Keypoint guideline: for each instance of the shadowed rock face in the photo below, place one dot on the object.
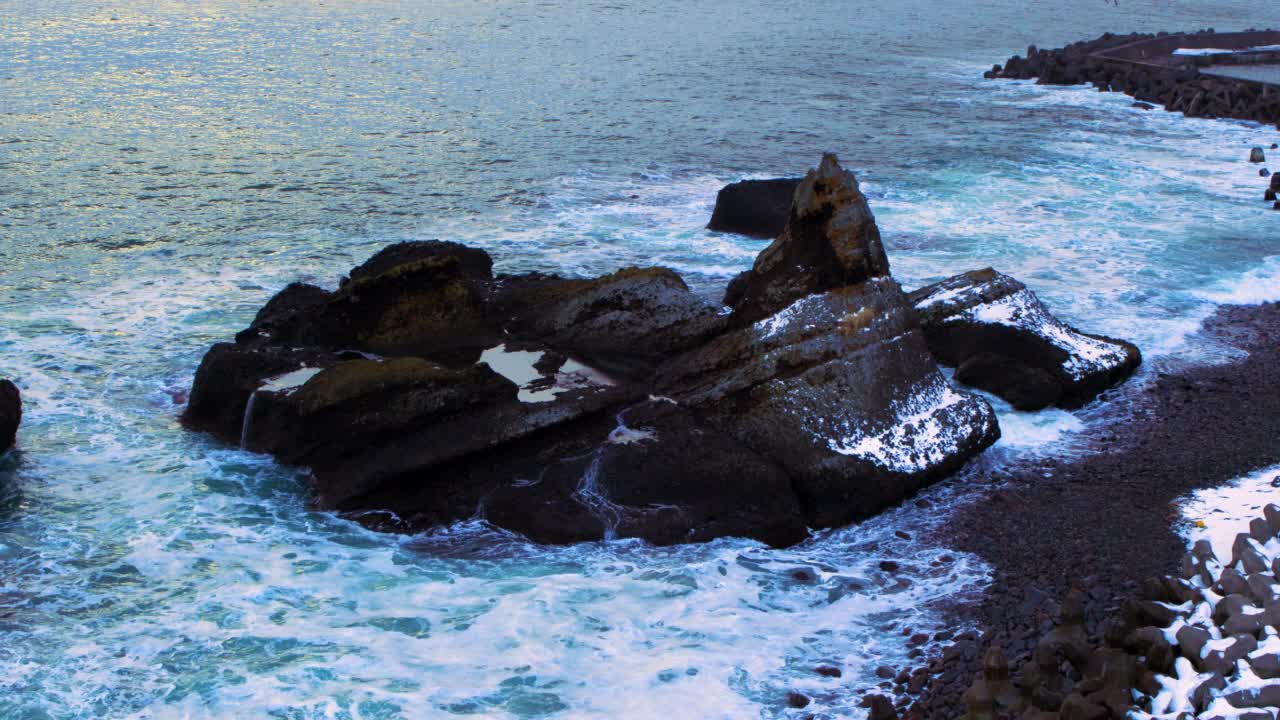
(1001, 338)
(830, 241)
(754, 208)
(10, 414)
(426, 390)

● ● ● ●

Exercise description: Rewrite the listing with "shadowed rock face" swapped for "sunlit cliff" and everything else left as it is. Omit the pictures.

Reply to the task:
Keypoint guideline: for each instance of the sunlit cliff in the photo below, place one dot on the object.
(1001, 338)
(830, 241)
(754, 208)
(10, 414)
(426, 390)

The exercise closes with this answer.